-------- DATASET EXCERPTS --------

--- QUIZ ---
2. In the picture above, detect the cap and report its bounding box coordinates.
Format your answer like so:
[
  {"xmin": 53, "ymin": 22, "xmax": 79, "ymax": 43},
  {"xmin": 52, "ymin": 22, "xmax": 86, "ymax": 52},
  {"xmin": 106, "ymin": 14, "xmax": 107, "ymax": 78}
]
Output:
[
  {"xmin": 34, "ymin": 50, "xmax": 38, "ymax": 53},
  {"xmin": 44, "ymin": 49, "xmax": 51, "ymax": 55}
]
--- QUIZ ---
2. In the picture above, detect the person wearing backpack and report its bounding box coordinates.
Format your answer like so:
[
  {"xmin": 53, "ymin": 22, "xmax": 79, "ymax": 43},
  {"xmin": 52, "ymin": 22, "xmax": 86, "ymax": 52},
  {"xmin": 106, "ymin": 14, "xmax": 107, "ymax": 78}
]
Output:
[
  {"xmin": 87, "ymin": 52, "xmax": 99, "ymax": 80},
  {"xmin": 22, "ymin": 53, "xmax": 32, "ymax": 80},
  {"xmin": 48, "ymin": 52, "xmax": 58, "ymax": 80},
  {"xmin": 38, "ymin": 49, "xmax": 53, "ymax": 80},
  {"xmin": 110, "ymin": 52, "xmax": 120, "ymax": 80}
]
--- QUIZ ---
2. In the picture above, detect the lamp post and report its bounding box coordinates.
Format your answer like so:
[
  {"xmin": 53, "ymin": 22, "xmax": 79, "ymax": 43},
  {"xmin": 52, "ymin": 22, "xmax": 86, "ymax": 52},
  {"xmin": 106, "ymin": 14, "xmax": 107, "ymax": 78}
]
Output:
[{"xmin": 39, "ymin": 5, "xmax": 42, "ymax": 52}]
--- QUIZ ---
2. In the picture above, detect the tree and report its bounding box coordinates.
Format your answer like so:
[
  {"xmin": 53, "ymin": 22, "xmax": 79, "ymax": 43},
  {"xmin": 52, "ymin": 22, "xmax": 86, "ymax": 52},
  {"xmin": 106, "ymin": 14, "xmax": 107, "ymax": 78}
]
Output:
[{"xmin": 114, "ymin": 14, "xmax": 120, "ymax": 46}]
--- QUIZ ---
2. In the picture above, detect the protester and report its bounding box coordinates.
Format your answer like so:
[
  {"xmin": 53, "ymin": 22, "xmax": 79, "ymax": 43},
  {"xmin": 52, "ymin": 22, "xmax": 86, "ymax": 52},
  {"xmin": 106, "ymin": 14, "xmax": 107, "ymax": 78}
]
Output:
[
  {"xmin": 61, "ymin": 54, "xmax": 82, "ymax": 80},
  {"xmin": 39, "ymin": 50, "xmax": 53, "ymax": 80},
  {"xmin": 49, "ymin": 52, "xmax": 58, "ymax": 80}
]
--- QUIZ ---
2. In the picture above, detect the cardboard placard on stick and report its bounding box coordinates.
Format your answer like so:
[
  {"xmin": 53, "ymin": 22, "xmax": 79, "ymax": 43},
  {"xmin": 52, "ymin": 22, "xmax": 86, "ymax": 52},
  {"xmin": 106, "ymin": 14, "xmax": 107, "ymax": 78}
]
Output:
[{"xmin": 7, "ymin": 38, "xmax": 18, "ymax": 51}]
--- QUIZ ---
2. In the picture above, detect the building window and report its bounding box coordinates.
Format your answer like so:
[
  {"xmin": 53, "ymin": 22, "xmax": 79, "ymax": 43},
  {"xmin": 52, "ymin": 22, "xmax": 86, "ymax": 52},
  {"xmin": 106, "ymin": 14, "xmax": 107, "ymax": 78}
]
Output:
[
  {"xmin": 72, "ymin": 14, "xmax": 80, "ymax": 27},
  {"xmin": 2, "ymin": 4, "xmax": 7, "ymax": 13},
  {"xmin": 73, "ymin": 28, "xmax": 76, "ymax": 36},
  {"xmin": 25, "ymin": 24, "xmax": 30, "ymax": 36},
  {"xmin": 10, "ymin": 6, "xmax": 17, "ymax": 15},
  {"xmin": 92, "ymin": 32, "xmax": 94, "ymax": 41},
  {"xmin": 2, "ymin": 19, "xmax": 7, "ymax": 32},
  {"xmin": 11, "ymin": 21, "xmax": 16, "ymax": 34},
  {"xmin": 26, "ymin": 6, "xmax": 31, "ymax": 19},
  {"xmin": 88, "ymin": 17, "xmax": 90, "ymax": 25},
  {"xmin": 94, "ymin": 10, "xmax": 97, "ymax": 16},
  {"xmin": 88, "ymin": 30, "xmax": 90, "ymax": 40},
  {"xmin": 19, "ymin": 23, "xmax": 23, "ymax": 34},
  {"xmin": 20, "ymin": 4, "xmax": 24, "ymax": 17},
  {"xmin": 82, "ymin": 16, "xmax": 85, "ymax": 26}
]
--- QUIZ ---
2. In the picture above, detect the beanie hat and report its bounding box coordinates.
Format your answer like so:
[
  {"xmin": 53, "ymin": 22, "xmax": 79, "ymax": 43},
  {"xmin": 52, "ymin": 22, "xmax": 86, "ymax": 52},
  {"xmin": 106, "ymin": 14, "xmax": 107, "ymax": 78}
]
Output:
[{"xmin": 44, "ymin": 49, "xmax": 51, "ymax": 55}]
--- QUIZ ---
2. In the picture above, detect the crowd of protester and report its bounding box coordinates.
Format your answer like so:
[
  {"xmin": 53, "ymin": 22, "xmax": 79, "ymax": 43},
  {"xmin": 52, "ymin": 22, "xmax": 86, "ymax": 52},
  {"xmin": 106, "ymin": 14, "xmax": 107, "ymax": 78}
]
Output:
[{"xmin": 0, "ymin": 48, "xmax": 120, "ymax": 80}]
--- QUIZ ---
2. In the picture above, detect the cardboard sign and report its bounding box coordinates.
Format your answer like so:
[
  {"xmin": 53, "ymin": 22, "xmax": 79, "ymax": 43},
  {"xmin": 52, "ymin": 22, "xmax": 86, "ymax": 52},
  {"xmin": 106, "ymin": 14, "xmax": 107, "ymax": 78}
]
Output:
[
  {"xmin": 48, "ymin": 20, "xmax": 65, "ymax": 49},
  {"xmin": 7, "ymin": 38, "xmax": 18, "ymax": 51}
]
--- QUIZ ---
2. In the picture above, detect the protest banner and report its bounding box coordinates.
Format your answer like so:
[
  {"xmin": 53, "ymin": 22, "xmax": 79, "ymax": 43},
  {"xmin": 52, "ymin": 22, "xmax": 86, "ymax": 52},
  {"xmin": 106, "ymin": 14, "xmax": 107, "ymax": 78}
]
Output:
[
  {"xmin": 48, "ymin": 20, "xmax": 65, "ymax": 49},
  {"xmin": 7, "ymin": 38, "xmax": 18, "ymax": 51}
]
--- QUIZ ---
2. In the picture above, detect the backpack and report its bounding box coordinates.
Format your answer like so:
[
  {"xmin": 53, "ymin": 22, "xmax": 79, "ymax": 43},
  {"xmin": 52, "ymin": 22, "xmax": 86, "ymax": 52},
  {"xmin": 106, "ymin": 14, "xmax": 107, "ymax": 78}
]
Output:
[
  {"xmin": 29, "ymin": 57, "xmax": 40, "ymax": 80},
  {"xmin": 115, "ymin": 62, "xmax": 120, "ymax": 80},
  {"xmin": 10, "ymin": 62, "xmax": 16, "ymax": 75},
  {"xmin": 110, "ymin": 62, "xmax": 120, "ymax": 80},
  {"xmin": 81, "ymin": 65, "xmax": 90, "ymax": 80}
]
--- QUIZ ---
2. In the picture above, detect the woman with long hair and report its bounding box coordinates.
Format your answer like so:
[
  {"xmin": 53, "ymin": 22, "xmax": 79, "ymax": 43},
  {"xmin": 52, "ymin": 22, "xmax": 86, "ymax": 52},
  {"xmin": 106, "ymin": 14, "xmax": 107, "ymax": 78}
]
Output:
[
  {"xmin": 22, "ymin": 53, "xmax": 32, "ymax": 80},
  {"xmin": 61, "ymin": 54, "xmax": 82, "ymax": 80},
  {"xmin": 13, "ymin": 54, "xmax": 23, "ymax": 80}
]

--------

Return each line of the records above that contains the string "backpack". Case counts.

2. In the picture above, detect the person wearing backpack and report its bounding box coordinates.
2. In the picture above, detect the backpack and report its bounding box coordinates.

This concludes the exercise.